'''

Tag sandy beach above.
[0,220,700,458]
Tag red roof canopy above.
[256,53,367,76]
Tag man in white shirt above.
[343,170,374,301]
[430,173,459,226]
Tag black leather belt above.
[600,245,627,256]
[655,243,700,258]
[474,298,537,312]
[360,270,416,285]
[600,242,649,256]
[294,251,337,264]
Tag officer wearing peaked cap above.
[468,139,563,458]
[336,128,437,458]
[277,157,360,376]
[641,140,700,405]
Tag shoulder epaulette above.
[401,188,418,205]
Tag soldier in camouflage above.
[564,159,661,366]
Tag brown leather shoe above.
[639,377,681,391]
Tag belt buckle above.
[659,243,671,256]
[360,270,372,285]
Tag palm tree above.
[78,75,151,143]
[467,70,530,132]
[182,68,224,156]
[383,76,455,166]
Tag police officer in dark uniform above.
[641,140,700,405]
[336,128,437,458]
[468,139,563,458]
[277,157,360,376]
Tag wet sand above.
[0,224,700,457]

'''

= Problem to solve =
Pull out every line of the material that contains the word "above".

= Completed exercise =
Tag sandy beach above.
Tag red roof canopy above.
Tag man in white shirt above.
Tag black leather belt above.
Tag officer wearing peaked cap above.
Tag shoulder epaulette above.
Tag soldier in camouflage above.
Tag brown leather shoe above.
Tag belt buckle above.
Tag palm tree above.
Tag police officer in dark uniform above.
Tag wet sand above.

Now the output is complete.